__GIVEN PASSAGE__:
__________________________________________________

Comment: Fleets and oil volatility during Covid-19
Paul Holland, MD for UK Fuel at Fleetcor, looks at the current uncertainty of oil and fuel prices.
The coronavirus pandemic has forced many companies to slow or halt operations altogether, meaning much of the UK’s workforce – more than 31 million of us – have been forced to work remotely or stop working altogether.
Since the nationwide lockdown began on 23 March, we have seen an immediate effect on the nation’s demand for fuel, which has decreased, but at the same time due to socio-economic factors at source, prices at the pump are dropping.
But there are wider implications at play, which are having an effect on the price of fuel and, ultimately, for your business.

__________________________________________________

__EXERCISE DATA__:
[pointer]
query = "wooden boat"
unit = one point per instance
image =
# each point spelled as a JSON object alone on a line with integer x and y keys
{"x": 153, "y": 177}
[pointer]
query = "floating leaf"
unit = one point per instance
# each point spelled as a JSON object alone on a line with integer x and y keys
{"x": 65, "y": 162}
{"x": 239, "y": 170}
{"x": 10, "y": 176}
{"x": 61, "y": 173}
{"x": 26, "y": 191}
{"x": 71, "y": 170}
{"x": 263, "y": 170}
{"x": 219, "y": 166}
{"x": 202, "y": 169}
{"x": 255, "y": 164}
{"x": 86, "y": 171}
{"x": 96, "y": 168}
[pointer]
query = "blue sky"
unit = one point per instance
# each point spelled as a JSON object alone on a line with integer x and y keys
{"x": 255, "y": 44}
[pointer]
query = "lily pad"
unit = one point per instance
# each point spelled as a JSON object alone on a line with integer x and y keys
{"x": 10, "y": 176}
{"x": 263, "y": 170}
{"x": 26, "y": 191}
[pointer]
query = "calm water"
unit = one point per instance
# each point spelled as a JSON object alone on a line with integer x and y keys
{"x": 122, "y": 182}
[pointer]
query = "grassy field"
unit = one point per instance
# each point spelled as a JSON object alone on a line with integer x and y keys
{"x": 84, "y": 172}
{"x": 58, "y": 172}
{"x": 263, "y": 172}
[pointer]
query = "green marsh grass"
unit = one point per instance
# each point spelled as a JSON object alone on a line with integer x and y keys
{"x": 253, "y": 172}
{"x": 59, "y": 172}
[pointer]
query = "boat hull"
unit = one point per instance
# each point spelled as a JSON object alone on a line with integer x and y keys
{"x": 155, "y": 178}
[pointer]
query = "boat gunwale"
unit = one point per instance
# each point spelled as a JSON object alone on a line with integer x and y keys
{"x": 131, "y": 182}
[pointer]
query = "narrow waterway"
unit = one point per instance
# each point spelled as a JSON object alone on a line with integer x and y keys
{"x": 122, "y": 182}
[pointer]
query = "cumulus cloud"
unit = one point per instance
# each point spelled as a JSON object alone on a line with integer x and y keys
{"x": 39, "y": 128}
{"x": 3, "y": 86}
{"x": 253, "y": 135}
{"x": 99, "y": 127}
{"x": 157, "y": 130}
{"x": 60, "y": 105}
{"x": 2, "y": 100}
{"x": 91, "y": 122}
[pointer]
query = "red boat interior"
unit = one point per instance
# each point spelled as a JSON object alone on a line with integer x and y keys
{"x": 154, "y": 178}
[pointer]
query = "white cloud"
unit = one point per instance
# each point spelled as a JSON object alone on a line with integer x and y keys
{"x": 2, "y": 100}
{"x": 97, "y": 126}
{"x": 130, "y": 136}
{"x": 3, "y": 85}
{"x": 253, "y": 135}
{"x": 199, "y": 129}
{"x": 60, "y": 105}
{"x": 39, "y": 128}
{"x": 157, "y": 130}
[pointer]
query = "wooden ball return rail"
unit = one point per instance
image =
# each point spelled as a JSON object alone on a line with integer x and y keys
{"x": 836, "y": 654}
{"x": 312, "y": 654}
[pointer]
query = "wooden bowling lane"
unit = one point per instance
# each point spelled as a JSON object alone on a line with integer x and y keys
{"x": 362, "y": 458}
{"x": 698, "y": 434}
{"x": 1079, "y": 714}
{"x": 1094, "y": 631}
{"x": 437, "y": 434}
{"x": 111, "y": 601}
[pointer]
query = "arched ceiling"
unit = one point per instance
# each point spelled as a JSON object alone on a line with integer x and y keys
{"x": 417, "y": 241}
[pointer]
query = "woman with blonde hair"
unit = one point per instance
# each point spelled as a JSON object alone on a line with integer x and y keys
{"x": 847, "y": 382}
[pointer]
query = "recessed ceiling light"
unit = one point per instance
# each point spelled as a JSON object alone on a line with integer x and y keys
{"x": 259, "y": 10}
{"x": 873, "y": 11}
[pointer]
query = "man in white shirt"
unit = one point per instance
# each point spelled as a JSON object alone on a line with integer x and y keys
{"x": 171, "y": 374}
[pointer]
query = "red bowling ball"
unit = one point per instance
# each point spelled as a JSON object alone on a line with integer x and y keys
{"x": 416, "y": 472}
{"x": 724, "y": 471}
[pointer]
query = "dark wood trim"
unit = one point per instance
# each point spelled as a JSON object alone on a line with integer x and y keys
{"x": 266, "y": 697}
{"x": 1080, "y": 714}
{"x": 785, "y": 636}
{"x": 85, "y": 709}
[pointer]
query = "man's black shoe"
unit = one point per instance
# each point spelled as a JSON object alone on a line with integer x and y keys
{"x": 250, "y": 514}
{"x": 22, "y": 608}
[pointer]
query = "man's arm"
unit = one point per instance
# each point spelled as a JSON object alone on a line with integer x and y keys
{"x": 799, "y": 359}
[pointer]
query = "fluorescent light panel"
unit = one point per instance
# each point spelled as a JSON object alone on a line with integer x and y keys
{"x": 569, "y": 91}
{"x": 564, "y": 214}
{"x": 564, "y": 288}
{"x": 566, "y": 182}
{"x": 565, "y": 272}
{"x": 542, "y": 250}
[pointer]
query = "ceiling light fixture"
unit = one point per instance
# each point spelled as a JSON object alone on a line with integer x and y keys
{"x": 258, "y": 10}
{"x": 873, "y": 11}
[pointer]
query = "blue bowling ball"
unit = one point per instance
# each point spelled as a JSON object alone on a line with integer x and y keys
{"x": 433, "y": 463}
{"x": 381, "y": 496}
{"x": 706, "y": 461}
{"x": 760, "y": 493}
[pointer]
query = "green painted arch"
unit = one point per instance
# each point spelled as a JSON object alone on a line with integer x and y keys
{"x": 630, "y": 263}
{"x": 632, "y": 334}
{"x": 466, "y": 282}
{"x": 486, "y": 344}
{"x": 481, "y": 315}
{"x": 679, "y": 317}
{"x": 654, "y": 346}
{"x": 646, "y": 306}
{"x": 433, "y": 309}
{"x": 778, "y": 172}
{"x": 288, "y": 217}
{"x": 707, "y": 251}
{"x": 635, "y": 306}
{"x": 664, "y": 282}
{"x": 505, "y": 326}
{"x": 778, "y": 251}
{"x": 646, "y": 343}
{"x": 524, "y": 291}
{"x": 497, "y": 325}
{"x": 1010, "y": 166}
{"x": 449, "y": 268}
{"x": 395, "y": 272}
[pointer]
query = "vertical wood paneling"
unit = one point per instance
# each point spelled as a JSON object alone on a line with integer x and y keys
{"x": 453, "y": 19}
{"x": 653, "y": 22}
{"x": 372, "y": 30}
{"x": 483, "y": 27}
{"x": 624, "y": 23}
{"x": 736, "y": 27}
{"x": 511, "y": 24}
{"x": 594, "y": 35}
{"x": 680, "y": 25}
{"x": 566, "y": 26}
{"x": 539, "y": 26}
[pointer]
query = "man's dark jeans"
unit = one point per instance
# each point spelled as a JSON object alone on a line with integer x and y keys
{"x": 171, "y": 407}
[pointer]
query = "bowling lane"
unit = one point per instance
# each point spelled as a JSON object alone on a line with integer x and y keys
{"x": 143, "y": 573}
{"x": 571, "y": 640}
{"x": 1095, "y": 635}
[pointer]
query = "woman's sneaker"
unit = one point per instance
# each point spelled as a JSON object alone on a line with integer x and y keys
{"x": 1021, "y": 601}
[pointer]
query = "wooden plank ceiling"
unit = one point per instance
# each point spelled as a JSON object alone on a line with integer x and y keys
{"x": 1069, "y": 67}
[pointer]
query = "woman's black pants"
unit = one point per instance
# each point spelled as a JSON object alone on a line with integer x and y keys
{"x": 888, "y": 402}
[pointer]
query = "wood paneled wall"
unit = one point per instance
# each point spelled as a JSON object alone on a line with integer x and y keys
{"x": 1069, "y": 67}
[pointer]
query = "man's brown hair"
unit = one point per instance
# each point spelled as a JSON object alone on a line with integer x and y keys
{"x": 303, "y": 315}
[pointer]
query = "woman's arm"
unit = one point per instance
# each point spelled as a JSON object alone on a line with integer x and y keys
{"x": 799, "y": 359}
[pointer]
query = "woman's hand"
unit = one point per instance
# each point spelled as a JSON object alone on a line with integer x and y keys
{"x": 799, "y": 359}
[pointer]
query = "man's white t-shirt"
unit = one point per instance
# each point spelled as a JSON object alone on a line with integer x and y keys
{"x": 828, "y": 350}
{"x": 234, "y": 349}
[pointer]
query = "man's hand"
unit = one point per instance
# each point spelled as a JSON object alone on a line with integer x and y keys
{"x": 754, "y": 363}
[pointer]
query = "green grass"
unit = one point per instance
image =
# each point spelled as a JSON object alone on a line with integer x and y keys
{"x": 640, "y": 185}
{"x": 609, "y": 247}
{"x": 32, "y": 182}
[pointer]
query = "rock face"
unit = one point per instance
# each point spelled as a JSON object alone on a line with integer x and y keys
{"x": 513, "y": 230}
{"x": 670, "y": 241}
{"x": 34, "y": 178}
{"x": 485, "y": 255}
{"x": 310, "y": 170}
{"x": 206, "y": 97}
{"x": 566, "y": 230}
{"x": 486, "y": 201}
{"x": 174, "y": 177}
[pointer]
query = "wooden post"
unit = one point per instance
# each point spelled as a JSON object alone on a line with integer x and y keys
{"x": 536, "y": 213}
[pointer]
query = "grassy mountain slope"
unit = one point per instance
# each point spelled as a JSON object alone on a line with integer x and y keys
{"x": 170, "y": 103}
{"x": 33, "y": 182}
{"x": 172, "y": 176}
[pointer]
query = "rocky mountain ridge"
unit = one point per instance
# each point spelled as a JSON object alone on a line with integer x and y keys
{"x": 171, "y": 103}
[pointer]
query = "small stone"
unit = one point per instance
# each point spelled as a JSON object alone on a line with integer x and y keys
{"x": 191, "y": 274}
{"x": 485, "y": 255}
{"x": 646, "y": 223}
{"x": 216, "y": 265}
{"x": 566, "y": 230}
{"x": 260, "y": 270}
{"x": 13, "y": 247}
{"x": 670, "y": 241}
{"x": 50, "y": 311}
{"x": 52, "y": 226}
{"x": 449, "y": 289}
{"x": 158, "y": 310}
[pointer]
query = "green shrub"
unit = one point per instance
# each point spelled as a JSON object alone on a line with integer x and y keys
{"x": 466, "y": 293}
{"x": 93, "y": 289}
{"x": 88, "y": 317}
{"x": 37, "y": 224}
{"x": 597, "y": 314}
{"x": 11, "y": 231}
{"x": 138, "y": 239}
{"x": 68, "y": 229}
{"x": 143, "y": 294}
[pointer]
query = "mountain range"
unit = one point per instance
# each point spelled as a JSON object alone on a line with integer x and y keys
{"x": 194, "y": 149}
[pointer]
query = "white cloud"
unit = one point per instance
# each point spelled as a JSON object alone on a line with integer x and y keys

__________________________________________________

__SET OF TASKS__:
[A] Answer these questions using the comment on fleets and oil volatility:
(i) What position does Paul Holland hold?
(ii) How many people in the UK's workforce have been forced to work remotely or stop working?
(iii) On what date did the nationwide lockdown begin?
[B] Return the text of the comment on fleets and oil volatility between "Since the nationwide" and "pump are dropping.", inclusive, word for word.
Nothing in the lines is needed for any task.

__EXPECTED RESULTS__:
[A]
(i) MD for UK Fuel at Fleetcor
(ii) More than 31 million
(iii) 23 March

[B]
Since the nationwide lockdown began on 23 March, we have seen an immediate effect on the nation’s demand for fuel, which has decreased, but at the same time due to socio-economic factors at source, prices at the pump are dropping.